═════ Source passage
An accidental "Disallow: /" can happen to anyone, but it doesn't need to remain unnoticed. Whether you're a webmaster, developer, or SEO, this tool can help you quickly discover unwelcome robots.txt changes.
- Easily check results. Robots.txt check results are printed to the screen, logged in files, and optionally emailed (refer to the setup instructions).
- Snapshots. The robots.txt content is saved following the first check and whenever the file changes.
- Diffs. A diff file is created after every change to help you view the difference at a glance.
- Comprehensive logging. Check results and any errors are recorded in a main log and website log (where relevant), so you can refer back to historic data and investigate if anything goes wrong.
- Designed for reliability. Errors such as a mistyped URL or connection issue are handled gracefully and won't break other robots.txt checks. Unexpected issues are caught and logged.
- A /data/ directory is created/accessed to store robots.txt file data and logs.
══════════
═════ Material provided
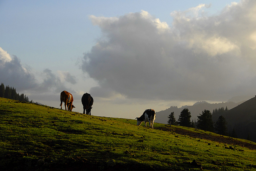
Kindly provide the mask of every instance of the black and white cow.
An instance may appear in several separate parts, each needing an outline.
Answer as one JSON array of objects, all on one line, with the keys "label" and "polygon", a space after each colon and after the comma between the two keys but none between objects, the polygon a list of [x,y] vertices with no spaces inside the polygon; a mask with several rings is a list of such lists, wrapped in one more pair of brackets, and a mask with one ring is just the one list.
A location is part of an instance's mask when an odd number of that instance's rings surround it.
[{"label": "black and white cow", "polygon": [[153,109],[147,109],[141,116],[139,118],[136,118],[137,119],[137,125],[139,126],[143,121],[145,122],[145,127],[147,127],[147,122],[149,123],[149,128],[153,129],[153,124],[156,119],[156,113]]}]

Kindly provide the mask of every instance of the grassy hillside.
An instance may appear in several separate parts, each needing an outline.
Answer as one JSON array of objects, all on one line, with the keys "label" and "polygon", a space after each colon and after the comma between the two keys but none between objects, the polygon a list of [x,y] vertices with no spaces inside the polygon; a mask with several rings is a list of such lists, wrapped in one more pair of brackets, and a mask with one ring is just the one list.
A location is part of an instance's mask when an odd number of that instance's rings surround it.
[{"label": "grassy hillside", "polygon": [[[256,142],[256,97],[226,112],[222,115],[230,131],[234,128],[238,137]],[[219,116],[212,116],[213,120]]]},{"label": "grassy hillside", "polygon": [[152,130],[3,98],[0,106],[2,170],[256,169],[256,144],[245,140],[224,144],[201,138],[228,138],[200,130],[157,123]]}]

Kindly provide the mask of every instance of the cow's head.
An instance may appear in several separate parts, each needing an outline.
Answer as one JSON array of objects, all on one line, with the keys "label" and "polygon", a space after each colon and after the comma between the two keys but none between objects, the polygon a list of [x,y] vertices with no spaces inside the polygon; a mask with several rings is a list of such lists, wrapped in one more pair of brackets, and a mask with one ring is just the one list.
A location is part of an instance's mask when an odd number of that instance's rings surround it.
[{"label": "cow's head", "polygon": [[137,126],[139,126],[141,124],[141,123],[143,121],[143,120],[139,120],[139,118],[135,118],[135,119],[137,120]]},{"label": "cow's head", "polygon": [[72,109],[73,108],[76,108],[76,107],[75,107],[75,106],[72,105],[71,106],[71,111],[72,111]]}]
══════════
═════ Material provided
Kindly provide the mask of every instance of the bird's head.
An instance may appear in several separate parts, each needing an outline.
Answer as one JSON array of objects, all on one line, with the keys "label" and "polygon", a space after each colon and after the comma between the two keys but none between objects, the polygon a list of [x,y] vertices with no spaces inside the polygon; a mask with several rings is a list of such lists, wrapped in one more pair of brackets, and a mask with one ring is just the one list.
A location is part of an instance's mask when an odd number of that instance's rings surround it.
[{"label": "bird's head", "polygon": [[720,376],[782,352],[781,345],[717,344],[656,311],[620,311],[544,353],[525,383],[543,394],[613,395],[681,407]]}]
══════════
═════ Material provided
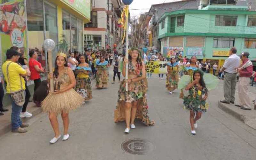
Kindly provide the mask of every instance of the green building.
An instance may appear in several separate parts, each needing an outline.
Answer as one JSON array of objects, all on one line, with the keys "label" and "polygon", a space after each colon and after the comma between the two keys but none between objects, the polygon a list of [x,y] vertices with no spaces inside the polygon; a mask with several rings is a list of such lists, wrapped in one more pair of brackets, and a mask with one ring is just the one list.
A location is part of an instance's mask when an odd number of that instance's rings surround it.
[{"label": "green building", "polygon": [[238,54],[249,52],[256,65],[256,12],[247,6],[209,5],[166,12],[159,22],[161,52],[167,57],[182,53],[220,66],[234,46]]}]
══════════
#### [Brief A]
In the robots.txt tool description, when is a snapshot of the robots.txt content saved?
#### [Brief B]
Carry on the robots.txt tool description from its final line.

#### [Written answer A]
After the first check and whenever the file changes.

#### [Written answer B]
- All monitored robots.txt files are downloaded and compared against the previous version.
- The check result is logged/printed and categorised as either "first run", "no change", "change", or "error".
- Timestamped snapshots ("first run" and "change") and diffs ("change") are saved in the relevant site directory.
- If enabled, site-specific email alerts are sent out ("first run", "change", and "error").
- If enabled, an administrative email alert is sent out detailing overall check results and any unexpected errors.
- Clone a local copy of this repository to your computer and/or a server, depending on your chosen setup (detailed below).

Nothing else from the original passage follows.